*Set exercise:* Recast the data below as a two-column CSV headed "prompt" and "points", covering everything from the line containing "Note: point to every instance of the swimming" down to the line containing "x=457, y=420". Each row holds one item's text and its answer, each in a single quoted field with line breaks replaced by spaces.

--- Start of Data ---

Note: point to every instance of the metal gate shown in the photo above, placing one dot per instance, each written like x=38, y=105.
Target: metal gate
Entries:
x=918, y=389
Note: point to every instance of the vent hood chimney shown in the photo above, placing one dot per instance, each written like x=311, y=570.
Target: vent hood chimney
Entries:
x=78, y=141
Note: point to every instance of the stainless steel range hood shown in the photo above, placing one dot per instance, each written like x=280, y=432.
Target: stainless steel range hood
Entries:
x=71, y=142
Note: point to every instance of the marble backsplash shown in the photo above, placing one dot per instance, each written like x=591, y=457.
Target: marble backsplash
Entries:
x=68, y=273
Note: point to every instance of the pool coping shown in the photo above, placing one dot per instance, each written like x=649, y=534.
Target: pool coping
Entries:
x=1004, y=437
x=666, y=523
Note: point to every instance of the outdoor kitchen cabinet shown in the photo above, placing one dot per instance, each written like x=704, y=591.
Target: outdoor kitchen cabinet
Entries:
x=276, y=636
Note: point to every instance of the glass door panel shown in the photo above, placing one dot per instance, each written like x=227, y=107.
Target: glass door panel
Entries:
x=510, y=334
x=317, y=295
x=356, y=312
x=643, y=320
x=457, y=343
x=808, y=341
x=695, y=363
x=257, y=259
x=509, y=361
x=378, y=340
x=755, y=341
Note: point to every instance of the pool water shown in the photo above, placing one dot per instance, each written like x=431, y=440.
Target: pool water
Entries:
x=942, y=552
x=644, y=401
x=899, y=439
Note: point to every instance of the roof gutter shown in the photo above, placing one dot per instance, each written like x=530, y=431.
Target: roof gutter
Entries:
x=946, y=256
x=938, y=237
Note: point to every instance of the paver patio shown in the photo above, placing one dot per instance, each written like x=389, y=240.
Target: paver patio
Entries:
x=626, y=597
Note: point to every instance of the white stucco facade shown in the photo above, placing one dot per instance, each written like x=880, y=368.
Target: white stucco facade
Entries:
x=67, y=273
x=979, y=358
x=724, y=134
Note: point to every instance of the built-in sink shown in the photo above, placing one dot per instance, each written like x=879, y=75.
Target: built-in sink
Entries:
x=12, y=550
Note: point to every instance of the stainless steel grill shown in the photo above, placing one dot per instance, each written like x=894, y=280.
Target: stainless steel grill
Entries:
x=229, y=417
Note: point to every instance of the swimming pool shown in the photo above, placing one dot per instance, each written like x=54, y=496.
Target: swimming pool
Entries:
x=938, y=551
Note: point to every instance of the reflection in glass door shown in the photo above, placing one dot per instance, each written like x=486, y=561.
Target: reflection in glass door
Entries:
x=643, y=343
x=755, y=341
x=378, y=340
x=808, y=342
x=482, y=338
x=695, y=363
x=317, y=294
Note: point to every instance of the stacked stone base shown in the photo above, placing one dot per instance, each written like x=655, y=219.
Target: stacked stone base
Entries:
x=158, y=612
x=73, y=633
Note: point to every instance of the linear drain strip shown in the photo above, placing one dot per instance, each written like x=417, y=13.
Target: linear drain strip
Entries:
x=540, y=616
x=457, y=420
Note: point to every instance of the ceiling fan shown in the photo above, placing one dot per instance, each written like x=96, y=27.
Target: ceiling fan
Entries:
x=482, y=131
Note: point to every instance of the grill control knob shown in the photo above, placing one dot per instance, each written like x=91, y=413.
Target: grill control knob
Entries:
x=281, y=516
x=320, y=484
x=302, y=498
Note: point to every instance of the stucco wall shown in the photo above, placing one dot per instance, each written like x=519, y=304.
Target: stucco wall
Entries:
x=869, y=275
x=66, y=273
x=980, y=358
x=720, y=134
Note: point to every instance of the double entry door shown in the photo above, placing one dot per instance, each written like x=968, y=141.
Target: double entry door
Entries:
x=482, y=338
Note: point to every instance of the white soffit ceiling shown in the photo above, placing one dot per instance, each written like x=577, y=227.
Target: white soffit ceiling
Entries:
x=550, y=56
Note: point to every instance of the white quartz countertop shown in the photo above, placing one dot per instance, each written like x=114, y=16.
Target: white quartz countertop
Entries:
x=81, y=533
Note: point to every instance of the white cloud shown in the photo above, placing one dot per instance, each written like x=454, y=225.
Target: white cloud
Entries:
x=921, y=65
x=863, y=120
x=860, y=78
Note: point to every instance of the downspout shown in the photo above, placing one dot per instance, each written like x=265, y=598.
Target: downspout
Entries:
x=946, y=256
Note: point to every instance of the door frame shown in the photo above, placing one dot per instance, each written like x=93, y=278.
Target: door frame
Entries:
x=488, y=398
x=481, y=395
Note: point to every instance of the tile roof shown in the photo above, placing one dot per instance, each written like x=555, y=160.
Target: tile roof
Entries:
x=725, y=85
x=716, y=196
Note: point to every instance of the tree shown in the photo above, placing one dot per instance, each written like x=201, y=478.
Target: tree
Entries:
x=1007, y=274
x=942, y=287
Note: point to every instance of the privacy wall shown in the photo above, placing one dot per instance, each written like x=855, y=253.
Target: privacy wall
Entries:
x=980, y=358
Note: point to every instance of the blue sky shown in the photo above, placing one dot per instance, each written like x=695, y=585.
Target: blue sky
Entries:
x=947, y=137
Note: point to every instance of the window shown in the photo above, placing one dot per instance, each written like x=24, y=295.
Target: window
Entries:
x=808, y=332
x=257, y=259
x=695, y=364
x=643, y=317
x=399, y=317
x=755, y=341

--- End of Data ---

*Solution for this exercise:*
prompt,points
"Note: point to every instance of the swimming pool shown in the photo above, placing one dot per instance, each written like x=54, y=496. Target: swimming pool Entries:","x=938, y=551"
"Note: point to every instance of the reflection in glass door shown in the photo above, placing one dot per instance, each written like x=486, y=561. Target: reflection in glass door Entries:","x=643, y=343 x=755, y=341 x=378, y=340 x=808, y=342 x=482, y=338 x=695, y=363 x=317, y=294"
"Note: point to every instance of the stacked stone base shown in the photo above, placing one dot per instance, each written like x=655, y=219. Target: stacked stone base Entries:","x=158, y=612 x=73, y=633"
"Note: point to every instance of the linear drain strip shown in the photo above, placing one dot per instance, each written like x=417, y=13. Target: linear drain strip Entries:","x=540, y=616 x=457, y=420"